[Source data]
- - -

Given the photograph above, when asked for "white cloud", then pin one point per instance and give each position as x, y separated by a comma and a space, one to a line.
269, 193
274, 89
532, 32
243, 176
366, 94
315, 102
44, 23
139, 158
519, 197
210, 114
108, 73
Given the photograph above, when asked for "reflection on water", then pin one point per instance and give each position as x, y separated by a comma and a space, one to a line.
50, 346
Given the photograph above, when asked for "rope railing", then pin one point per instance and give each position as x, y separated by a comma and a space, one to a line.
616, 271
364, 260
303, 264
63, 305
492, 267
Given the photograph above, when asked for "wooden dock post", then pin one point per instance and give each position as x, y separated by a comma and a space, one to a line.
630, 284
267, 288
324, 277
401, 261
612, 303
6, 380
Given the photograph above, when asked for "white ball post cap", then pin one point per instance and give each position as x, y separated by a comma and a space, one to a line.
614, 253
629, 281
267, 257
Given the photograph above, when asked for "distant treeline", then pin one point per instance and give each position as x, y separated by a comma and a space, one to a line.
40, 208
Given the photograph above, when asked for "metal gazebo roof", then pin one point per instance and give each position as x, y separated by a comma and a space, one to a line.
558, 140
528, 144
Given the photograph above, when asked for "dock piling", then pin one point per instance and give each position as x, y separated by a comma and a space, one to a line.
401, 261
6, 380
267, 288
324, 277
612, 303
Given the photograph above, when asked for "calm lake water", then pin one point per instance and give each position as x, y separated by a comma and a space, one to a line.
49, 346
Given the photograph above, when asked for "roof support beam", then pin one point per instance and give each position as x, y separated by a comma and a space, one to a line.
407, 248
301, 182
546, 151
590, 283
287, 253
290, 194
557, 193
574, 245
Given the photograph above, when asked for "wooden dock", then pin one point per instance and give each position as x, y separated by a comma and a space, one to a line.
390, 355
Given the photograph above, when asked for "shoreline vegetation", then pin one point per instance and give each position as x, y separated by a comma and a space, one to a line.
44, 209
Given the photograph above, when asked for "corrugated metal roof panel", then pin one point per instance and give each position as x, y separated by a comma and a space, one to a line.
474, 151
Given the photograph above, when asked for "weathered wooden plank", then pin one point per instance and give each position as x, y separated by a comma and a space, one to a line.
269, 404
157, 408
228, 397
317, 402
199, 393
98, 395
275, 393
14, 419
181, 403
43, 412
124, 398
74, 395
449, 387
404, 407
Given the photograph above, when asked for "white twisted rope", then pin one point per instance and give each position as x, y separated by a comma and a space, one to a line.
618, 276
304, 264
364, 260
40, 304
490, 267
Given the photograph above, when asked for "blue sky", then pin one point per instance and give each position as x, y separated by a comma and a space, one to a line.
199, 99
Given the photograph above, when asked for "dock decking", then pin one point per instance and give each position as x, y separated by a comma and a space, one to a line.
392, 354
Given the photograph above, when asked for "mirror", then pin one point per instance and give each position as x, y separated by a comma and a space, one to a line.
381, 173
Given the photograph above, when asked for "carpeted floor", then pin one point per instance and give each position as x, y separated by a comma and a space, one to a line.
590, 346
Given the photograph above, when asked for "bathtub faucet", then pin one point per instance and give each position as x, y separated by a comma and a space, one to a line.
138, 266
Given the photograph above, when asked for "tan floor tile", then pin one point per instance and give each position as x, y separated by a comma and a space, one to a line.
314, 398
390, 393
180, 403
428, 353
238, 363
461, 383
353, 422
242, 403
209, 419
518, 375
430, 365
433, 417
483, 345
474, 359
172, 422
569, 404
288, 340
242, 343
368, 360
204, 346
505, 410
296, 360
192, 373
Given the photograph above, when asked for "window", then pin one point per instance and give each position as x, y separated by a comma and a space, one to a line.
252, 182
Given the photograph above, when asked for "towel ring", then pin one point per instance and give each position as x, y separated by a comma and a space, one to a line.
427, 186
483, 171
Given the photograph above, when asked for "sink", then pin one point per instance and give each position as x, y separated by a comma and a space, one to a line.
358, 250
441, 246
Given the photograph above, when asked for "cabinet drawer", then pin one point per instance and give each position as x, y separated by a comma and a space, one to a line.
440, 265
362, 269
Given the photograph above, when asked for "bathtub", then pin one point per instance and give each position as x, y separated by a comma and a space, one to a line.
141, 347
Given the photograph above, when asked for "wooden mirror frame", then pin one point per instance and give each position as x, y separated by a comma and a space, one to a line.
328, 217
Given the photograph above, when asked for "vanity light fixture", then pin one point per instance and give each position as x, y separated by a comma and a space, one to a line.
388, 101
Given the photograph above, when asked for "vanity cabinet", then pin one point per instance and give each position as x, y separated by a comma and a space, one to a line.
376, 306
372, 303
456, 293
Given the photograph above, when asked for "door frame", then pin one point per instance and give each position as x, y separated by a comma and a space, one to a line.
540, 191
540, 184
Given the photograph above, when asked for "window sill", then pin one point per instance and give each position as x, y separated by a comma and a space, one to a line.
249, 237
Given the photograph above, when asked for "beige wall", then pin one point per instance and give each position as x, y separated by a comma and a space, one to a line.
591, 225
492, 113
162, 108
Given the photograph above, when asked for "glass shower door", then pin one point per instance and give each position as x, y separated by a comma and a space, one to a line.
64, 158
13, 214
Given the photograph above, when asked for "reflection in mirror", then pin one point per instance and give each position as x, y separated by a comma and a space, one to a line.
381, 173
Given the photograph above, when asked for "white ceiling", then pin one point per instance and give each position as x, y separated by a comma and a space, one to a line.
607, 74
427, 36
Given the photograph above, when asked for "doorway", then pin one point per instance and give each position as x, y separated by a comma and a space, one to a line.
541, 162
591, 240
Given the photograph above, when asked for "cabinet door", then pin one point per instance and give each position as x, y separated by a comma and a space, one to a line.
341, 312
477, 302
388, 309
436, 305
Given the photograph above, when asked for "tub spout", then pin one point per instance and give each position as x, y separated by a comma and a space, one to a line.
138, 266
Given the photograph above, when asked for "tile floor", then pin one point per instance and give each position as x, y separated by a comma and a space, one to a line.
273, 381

- - -

# ABOUT THIS EXERCISE:
Word for word, every record must be given again.

# RESULT OF THIS EXERCISE:
Given the photograph above, when asked for "white cloud", then pin one point per instance and give each position as x, y separated by a comma and a space, one to a line.
269, 193
274, 89
532, 32
243, 176
366, 94
315, 102
44, 23
139, 158
519, 197
210, 114
108, 73
Given the photograph above, when asked for "reflection on water", then pin one point per instance and give each position as x, y separated by a comma and a space, one to a line.
50, 346
Given the photograph above, when asked for "rope railing", then pin one point per instance and give each position as x, y separated by a comma and a space, one to a line.
616, 271
364, 260
303, 264
63, 305
492, 267
Given the photograph above, when asked for "wooden dock post", then pin one point per instance and give each position as x, y separated by a comma and a space, one to a line.
630, 284
267, 288
324, 277
401, 261
612, 303
6, 380
Given the photograph above, when asked for "white ball post cap", then pin one point per instance and give each position as x, y separated by a comma and a space, one to a line.
614, 253
629, 281
267, 257
Given the photograph above, when asked for "distant treeline", then pin one point per instance and give each position as x, y separated by a comma and a space, one to a line.
40, 208
Given the photograph above, when asked for "metal gazebo roof", then pin one point per instance and give each position as x, y separated by a comma and a space, one to a line.
558, 140
528, 144
Given the photograph above, when asked for "dock piling", then pin one point per instance and give each position as x, y separated by a comma and a space, one to a line.
401, 261
6, 380
267, 288
324, 277
612, 303
Given the photograph above, when asked for "calm lake water", then pin one point per instance and give each position as x, y separated by a comma and a space, one to a line.
49, 346
Given the photograph above, when asked for "roof support beam", then pin one point per instance and give each position as x, y separated by a comma and a space, one to a line.
407, 248
301, 182
546, 151
590, 283
287, 253
290, 194
557, 193
574, 245
Given the photograph above, when asked for "wooden dock", then pin one point per instance and give each position as x, y separated by a comma and a space, one to a line.
390, 355
Given the photograph above, when asked for "shoreline vegetation", then pin one point per instance and give each position as x, y separated by a comma and a space, one to a line.
44, 209
Given the photograph above, when asked for "corrugated metal roof panel", then pin one point per instance and give each position as x, y separated by a comma and a space, one to a line.
474, 151
Given the photograph above, when asked for "weathered wooden plank", then pin one point per instance and give each position as x, y separated by a comma and a space, one to a line.
269, 404
157, 408
228, 397
317, 402
199, 393
98, 395
275, 393
14, 419
181, 403
43, 412
124, 398
74, 395
449, 387
404, 407
Given the photograph above, when asked for "white twisted rope", then pin one point per instance and give each position as x, y separated by a comma and a space, one to a line.
618, 276
304, 264
364, 260
40, 304
490, 267
Given the photograph above, when asked for "blue sky", then pin one point per instance and give each position as x, y separated by a comma and a space, one to a line.
199, 99
Given the photograph above, when asked for "dock decking", then pin one point per instance and give each position as x, y separated by a comma and a space, one to a line.
392, 354
Given the photograph above, when asked for "mirror", then pin one point per instance and give each position as x, y separated by a comma and a space, one to a line.
381, 173
Given the photograph above, when asked for "carpeted floor", then pin one point per instance and give each position as x, y separated by a comma and a space, one to a line.
590, 346
Given the photograph above, when asked for "bathtub faucet", then pin one point per instance and give each position as x, y separated by a comma and a space, one to a line.
138, 266
Given the photograph above, when asked for "tan floor tile", then pin one point per instance and give each position as x, y separated by a comma and a space, one to a line.
314, 398
390, 393
180, 403
428, 353
238, 363
461, 383
353, 422
242, 403
209, 419
518, 375
430, 365
433, 417
483, 345
474, 359
172, 422
569, 404
288, 340
242, 343
368, 360
204, 346
505, 410
296, 360
192, 373
Given the photograph above, when asked for "window", then pin one point per instance and give each position as x, y separated by a comma and a space, one to a line.
252, 182
Given the photograph above, when asked for "towel ring", then pin one point per instance and give each position as x, y separated by a comma and a space, one to a line.
427, 186
483, 171
Given the photograph above, when asked for "sink", then pin one point per instance and give each position as x, y separated by a comma and a space, one to a line.
358, 250
441, 246
Given the photograph above, when asked for "cabinet drawer", then pin one point per instance and give each position as x, y separated by a comma and a space, one to a line.
440, 265
362, 269
Given the photograph above, when asked for "bathtub", then pin one point per instance and give each position as x, y separated by a comma and a space, one to a line.
141, 347
Given the photograph above, when asked for "wooden mirror frame", then pin one point per instance and give each position as x, y separated by a comma and a space, one to a line.
328, 217
Given the photograph above, when asked for "vanity light fixture", then pin one point per instance and give each position as x, y separated by a comma and a space, one to a line.
388, 101
Given the photograph above, when asked for "vanity cabinet", then pin one point per instance and give each position as x, y separated by a comma and a space, one to a line.
376, 306
372, 303
456, 293
Given the photograph above, when asked for "door frame", then pin one point per instance and give each position as x, y separated by a comma and a space, one to a line.
540, 191
540, 184
Given the photograph above, when asked for "window sill", then pin one point per instance and give each position as x, y separated by a comma and a space, one to a line.
249, 237
Given the photograph above, when asked for "beige wall", then pin one point per instance and give each position as x, y separated by a comma and a space, one to a line.
591, 225
492, 113
162, 108
Given the photograph above, when asked for "glass shower door", then pin one point per instance and give each position as x, y separated by a comma and a space, one to a line.
64, 158
13, 214
Given the photograph above, when asked for "reflection in mirror", then pin one point per instance and give each position as x, y separated by a comma and a space, one to a line.
381, 173
Given the photograph above, when asked for "white ceiling", then pin one point per instance and give each position as x, y separated by a comma and a space, one to a line.
607, 74
427, 36
Given the photograph above, when asked for "doorway", then pin one point per instance and give each position as x, y separated by a comma and a space, one to a line.
541, 162
591, 240
Given the photograph above, when asked for "cabinet door", then pin one point per instance and give each position as x, y separated by a comma and a space, one to a line.
341, 312
477, 302
388, 309
436, 305
Given the photograph above, when asked for "tub spout", then pin one point per instance and give each position as x, y separated by a comma and a space, one to a line.
138, 266
Given the photograph above, when asked for "tile floor", then pin one point per instance and give each position as x, y separated by a comma and a space, one to a line.
273, 381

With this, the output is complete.